Exercise description:
For the records that follow, say how many lines have the word "below" in them. Write the number and nothing more.
[Opening Material to process section]
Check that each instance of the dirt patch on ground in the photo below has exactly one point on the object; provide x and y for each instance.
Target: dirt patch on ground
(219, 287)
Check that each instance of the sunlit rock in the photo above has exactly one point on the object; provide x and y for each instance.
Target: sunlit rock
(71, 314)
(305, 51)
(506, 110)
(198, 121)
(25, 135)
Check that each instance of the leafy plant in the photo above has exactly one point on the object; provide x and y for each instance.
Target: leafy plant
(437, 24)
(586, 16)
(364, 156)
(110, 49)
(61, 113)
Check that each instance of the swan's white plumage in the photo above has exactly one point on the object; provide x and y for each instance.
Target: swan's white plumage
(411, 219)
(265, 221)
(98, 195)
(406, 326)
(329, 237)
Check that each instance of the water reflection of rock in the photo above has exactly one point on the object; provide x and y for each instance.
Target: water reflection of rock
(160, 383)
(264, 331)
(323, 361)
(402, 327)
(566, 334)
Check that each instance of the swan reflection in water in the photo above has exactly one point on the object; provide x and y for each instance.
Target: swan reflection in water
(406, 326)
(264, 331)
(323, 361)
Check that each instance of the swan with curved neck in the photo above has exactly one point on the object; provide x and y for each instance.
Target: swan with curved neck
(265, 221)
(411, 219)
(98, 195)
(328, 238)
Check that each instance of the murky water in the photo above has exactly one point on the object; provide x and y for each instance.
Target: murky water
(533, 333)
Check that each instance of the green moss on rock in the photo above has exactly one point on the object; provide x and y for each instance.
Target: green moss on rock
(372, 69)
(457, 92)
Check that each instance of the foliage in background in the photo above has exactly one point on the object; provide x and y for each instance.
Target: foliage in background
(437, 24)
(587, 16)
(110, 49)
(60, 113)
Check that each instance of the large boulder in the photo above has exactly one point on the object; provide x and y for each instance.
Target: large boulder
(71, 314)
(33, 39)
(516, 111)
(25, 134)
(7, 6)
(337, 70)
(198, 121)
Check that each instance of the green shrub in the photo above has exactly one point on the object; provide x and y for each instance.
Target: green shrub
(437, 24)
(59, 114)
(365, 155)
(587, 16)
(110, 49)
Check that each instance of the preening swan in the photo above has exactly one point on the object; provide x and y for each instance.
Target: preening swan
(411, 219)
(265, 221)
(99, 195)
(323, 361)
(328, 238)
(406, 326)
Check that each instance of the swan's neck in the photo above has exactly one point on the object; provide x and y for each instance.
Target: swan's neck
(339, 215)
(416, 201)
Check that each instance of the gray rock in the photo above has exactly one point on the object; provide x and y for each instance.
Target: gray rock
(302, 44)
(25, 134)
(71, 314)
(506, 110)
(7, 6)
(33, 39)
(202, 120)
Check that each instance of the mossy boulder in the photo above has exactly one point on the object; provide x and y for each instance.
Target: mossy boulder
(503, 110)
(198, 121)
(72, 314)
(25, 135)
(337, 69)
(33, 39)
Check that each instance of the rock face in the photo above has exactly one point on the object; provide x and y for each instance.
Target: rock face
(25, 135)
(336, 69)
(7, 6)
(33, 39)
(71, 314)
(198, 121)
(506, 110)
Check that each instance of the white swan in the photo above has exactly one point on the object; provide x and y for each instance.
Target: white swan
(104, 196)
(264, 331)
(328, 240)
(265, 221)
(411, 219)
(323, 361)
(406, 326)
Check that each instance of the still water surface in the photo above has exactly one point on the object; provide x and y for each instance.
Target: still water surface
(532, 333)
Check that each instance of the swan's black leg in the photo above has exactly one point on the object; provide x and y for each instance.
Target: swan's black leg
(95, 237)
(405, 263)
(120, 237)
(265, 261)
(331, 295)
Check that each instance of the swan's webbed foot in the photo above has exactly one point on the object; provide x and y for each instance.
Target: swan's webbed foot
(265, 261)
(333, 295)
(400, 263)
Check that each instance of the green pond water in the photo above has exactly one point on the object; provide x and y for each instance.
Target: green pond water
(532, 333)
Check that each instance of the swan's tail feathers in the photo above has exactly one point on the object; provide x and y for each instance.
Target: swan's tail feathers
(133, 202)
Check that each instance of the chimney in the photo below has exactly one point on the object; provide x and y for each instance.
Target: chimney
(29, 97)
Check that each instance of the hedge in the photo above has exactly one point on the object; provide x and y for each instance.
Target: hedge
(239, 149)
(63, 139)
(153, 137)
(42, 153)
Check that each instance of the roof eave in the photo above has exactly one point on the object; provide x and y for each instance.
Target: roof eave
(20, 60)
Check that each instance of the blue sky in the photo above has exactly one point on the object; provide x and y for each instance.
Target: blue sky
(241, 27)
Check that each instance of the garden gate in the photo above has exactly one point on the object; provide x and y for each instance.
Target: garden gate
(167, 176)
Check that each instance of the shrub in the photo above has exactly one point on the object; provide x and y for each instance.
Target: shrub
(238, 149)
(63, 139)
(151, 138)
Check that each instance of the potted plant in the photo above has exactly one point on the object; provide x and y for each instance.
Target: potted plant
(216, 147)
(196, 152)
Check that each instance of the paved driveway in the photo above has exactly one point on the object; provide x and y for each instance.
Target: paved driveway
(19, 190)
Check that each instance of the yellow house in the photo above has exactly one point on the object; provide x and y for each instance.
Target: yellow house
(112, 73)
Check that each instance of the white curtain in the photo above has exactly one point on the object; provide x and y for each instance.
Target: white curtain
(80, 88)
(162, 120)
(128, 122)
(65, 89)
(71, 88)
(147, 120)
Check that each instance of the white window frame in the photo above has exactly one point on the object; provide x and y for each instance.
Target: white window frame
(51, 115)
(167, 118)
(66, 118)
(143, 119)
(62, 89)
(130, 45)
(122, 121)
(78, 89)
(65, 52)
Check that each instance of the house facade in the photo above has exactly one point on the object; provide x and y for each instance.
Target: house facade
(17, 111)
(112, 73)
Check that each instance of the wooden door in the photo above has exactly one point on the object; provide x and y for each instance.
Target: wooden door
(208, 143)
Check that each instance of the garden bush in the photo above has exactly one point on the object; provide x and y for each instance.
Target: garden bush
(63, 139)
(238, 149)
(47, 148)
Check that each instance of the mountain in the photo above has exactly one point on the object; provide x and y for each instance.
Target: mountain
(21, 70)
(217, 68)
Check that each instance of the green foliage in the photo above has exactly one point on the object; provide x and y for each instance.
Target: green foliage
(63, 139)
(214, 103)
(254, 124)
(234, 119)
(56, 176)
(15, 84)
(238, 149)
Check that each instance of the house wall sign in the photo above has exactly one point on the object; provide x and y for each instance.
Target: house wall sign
[Closing Material to process section]
Answer to this task:
2